>> Start INPUT
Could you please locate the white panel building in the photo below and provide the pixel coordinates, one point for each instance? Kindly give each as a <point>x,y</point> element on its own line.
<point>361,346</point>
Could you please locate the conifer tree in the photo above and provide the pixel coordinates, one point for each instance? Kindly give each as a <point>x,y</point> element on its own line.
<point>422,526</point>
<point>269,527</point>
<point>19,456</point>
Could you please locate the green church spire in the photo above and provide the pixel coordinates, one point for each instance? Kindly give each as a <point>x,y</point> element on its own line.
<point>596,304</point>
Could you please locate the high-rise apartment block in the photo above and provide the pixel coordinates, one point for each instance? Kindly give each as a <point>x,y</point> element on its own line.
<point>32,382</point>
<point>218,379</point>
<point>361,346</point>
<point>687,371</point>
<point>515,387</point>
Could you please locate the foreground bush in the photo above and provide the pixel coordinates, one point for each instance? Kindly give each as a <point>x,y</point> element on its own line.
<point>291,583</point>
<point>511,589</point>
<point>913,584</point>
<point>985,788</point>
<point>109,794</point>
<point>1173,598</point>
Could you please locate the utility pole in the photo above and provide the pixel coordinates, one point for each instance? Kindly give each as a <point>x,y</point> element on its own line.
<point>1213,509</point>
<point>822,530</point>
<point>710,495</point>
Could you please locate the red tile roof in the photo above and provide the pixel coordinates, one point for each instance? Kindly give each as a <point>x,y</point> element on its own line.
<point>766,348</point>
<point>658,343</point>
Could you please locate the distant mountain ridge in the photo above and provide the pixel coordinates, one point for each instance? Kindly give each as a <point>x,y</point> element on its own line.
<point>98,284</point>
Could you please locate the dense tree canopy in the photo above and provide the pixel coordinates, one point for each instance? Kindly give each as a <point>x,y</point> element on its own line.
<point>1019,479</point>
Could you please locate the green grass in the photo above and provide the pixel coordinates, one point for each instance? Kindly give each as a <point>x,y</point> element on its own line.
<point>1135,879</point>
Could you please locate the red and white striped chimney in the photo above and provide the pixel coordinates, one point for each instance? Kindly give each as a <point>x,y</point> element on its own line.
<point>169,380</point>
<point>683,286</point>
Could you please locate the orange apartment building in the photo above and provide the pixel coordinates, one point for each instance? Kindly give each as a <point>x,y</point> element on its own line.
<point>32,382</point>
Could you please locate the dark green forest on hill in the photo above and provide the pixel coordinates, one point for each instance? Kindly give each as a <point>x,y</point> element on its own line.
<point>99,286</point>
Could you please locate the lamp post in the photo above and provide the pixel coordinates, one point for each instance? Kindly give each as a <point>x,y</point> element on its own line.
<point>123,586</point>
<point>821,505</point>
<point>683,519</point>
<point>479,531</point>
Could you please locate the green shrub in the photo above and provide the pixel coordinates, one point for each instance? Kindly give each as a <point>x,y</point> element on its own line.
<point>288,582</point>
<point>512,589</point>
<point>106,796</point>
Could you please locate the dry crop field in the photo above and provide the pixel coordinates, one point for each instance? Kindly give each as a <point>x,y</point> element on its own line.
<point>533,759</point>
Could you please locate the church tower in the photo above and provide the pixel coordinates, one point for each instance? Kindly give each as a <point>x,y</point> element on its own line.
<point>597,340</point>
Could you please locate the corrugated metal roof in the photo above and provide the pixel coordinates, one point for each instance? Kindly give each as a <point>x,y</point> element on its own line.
>> End INPUT
Reproduce the entire listing above verbatim, line for line, without altering any character.

__SOLUTION__
Could you please locate the white panel building in the photo below and provide the pixel coordinates, one point for each instance? Kindly give each as a <point>x,y</point> element on its own line.
<point>361,346</point>
Could you please locate the conifer tree in the photo above and provide the pixel coordinates, one point for each instance? Kindly give each as a <point>x,y</point> element on its own line.
<point>422,526</point>
<point>269,527</point>
<point>19,456</point>
Could you please locate the green church spire in the photo above and provide the pixel coordinates, one point for each instance? Kindly give each as a <point>x,y</point> element on its own line.
<point>596,304</point>
Could you please locate the high-rise apartment block in the photo above and provide the pixel coordinates, one point for each instance? Kindly give each as a <point>x,y</point> element on its own line.
<point>32,382</point>
<point>218,379</point>
<point>361,346</point>
<point>687,371</point>
<point>515,387</point>
Could you please locate the foreground bush in the photo above and provide the pixel coordinates, one point for each instance? Kindly give each as a <point>x,y</point> element on its own line.
<point>291,583</point>
<point>511,589</point>
<point>913,584</point>
<point>985,788</point>
<point>109,794</point>
<point>1173,598</point>
Could you please locate the utility pole in the photo above and provide the pixel coordinates, one point for each instance? Kindly give each as a <point>x,y</point> element on its own line.
<point>1213,509</point>
<point>822,530</point>
<point>710,495</point>
Could you please locate the red tile roof in the photo above and provide the pixel coordinates, one point for each instance? Kindly give each as a <point>x,y</point> element on its own line.
<point>766,348</point>
<point>658,343</point>
Could you please locate the distant mountain ridge in the photo above and provide the pixel coordinates, one point for each instance? Kindly give each as a <point>x,y</point> element on its own line.
<point>98,284</point>
Could you please locate the dense tree canopy in the photo above and provide the pixel coordinates, one point for each instance? Kindly give each as a <point>x,y</point> element on its own line.
<point>1019,479</point>
Could you please locate the green grass in the photo above and provide the pixel coordinates, one point for each instance? Kindly give each as a <point>x,y</point> element on its own line.
<point>1135,879</point>
Could you please locate the red and white striped chimney in the photo above and provide the pixel coordinates, one point for each instance? Kindly give each as a <point>x,y</point> element on its own line.
<point>169,380</point>
<point>683,286</point>
Could you please locate the orange apartment building in the photo above and provide the pixel coordinates, one point for each instance? Kindly give each as a <point>x,y</point> element on its own line.
<point>32,382</point>
Could you please locate the dark green forest on hill in the photo above and provide the pixel coordinates, one point for each instance? Kindly give each as a <point>x,y</point> element on its own line.
<point>99,286</point>
Could you please locate the lamp post in the photo above and provide the pixel coordinates, one point for each instance? Kindly give each as a <point>x,y</point> element on its own line.
<point>123,586</point>
<point>821,505</point>
<point>683,519</point>
<point>479,531</point>
Could you please locate the green shrub in the photo above and provide the pixel coordinates, one point for each instance? Kindly give each as a <point>x,y</point> element on its own line.
<point>288,582</point>
<point>512,589</point>
<point>106,796</point>
Could you please locate the dry crop field in the photo above and provide the pixel coordinates, one point for each instance? Kindly give each as a <point>x,y</point> element on its own line.
<point>533,759</point>
Could you please locate the church tower in the photo above and provide the pixel coordinates, one point for each instance? Kindly give each as a <point>x,y</point> element on its own line.
<point>597,340</point>
Could you please locate the corrugated metal roof in the photo above and provide the pixel coordinates, one point for each instance? Kindly give each as a <point>x,y</point> element on its own line.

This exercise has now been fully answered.